Excerpt from a dataset:
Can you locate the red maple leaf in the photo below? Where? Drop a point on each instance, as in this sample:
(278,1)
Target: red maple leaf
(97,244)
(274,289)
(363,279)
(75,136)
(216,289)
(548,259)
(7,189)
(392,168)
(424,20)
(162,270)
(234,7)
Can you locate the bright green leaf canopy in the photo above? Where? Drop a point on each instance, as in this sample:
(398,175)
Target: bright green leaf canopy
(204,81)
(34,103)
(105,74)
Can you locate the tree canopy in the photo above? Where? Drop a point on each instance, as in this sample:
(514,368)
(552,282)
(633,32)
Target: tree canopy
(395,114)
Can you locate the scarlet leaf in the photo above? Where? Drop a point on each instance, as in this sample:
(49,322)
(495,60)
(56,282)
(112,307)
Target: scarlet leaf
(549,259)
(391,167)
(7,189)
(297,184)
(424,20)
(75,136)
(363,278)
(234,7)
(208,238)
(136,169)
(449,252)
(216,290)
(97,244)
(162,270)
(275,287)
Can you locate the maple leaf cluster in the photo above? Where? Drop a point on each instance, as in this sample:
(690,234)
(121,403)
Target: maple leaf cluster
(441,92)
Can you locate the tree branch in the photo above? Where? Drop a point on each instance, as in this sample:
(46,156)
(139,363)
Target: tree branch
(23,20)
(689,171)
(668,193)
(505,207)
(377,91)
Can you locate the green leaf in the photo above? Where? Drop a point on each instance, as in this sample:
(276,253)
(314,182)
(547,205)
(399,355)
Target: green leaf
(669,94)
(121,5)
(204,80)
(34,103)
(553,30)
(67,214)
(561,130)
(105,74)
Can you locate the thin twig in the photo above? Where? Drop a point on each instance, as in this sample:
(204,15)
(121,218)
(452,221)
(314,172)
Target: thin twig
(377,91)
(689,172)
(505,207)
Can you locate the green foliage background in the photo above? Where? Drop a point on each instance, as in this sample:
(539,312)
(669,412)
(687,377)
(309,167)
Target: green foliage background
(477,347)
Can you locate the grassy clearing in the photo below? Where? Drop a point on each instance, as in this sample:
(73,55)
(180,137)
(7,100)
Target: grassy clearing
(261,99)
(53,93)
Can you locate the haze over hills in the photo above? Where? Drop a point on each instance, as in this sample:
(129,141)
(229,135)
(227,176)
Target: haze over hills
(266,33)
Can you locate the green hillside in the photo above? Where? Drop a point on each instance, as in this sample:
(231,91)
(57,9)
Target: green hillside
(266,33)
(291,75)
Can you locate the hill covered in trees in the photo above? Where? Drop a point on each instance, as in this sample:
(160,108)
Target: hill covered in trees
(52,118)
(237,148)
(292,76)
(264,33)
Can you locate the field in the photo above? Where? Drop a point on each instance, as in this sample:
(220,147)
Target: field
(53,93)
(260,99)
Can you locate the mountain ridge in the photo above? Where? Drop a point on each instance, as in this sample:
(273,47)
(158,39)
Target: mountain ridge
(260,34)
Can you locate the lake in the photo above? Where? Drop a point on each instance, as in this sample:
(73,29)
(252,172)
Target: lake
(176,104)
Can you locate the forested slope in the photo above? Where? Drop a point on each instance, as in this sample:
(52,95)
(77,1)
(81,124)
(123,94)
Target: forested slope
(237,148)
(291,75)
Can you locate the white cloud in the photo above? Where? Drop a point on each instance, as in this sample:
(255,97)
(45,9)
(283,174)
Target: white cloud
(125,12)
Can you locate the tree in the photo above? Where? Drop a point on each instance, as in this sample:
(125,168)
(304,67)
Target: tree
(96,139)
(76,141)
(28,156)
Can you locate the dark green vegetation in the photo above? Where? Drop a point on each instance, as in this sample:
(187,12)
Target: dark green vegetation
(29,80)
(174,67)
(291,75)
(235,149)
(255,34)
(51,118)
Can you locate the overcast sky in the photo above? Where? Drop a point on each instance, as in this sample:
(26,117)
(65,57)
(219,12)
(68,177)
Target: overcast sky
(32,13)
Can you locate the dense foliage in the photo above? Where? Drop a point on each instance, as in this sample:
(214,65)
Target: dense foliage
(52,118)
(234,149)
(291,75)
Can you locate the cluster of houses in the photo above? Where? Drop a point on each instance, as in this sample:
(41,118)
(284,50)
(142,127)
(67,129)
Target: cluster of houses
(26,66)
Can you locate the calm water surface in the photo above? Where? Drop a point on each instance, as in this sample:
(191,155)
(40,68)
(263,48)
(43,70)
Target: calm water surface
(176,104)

**Task instructions**
Return each line of the records above exactly as it reads.

**The completed task**
Can you locate the red maple leaf in the photo below? Where? Drop a point on each instance, as in this sample:
(278,1)
Target: red maple leaf
(97,244)
(274,289)
(363,279)
(75,136)
(216,289)
(548,259)
(7,189)
(392,168)
(424,20)
(162,270)
(234,7)
Can you locate the bright green leaf canopy in the photo above? Where? Drop a point on each instance, as in this sample:
(398,175)
Target: bright green leaf canopy
(204,81)
(34,103)
(105,74)
Can you locate the tree canopy in the photo above? Where? Drop a point on each instance, as in this sample:
(514,368)
(552,282)
(633,32)
Target: tree canopy
(395,114)
Can you locate the scarlet leaf in the photo above? Where? Drop a point on each instance, as in this sample:
(49,322)
(495,60)
(56,282)
(112,307)
Target: scarlet leaf
(549,259)
(391,167)
(7,189)
(297,184)
(424,20)
(75,136)
(363,278)
(234,7)
(208,238)
(136,169)
(449,252)
(216,290)
(97,244)
(162,270)
(275,287)
Can you locate the maple leaf cluster in the photo above? Where? Drop a point on each instance, as in this sample:
(690,234)
(121,403)
Target: maple leaf cluster
(441,92)
Can you locate the tree branch in the photo above? Where? Drop a point on each instance, as in this sample:
(46,156)
(139,363)
Target: tree branch
(23,20)
(689,171)
(668,193)
(505,207)
(377,91)
Can you locate the green leaf in the photo above? Where? Drop a point on each instance, as in this sample:
(276,253)
(314,182)
(547,205)
(399,355)
Target: green leaf
(669,94)
(121,5)
(204,80)
(34,103)
(553,30)
(67,214)
(561,130)
(105,74)
Can you locate the thin twig in the photo above? Where? Drop a point on each instance, as in this sample:
(204,15)
(121,218)
(452,221)
(314,172)
Target: thin twig
(377,91)
(689,172)
(505,207)
Can you locate the green foliage background in the photo above? Where? Drop a point on each instance, as in this sample:
(539,312)
(669,412)
(687,377)
(309,167)
Target: green foliage background
(477,347)
Can you locate the grassy clearing in the photo below? Where? Drop a point on each instance, as in this sample:
(73,55)
(180,137)
(7,100)
Target: grassy clearing
(261,99)
(53,93)
Can you locate the haze over hills in the photo above? Where? Drop a point on each instance, as in this sample:
(129,141)
(229,135)
(227,176)
Target: haze over hills
(266,33)
Can you locate the green hillside in the photo above? Where? Drop a point on each instance, as in this sample:
(231,91)
(57,9)
Target: green hillside
(266,33)
(291,75)
Can you locate the hill covered in trees in the photo above? Where? Drop a point on each instance, as in this sample:
(160,108)
Target: hill covered in trees
(52,118)
(237,148)
(292,76)
(264,33)
Can you locate the field in the photo above? Where? Drop a point on each instance, as in this sample:
(220,147)
Target: field
(53,93)
(260,99)
Can you locate the mountain ridge in the photo above? Where? Drop a point on each instance, as in this sample:
(273,47)
(158,39)
Target: mountain ridge
(260,34)
Can you locate the lake in the photo above? Where? Drop a point on each instance, as in this sample:
(73,29)
(252,172)
Target: lake
(176,104)
Can you locate the forested slope in the photo above? Where? Drop a point on each instance, as in this sample:
(52,95)
(77,1)
(81,124)
(123,94)
Target: forested slope
(237,148)
(291,75)
Can you locate the white cloud in the photo above? Where? Drop a point on each instance, as in this sample:
(255,97)
(45,9)
(283,174)
Target: white cloud
(125,12)
Can you locate the tree in the photo above? Where? Drop a point on each instance, as in this sample:
(125,168)
(304,67)
Target: tree
(96,139)
(76,141)
(28,156)
Can you locate the dark green vegetation in the photo above? Where? Drop a point on each instance, as in this sample:
(187,12)
Target: dark green vegetation
(29,80)
(174,67)
(291,75)
(235,149)
(255,34)
(51,118)
Can you locate the overcast sky in the photo above? Where? Drop a point on each instance, as in this sample:
(26,117)
(65,57)
(219,12)
(68,177)
Target: overcast sky
(32,13)
Can you locate the dense foliage in the photo above? Where? Drop a point on each instance, as in this sample:
(214,65)
Target: dense foliage
(52,118)
(234,149)
(291,75)
Can you locate the cluster of houses in the photo above? Where? Drop a point on each instance, as in this sample:
(41,118)
(284,50)
(142,127)
(67,129)
Target: cluster of houses
(26,66)
Can you locate the calm water surface in the photo above? Where? Drop a point on each instance, as in this sample:
(191,155)
(40,68)
(263,48)
(43,70)
Target: calm water surface
(176,104)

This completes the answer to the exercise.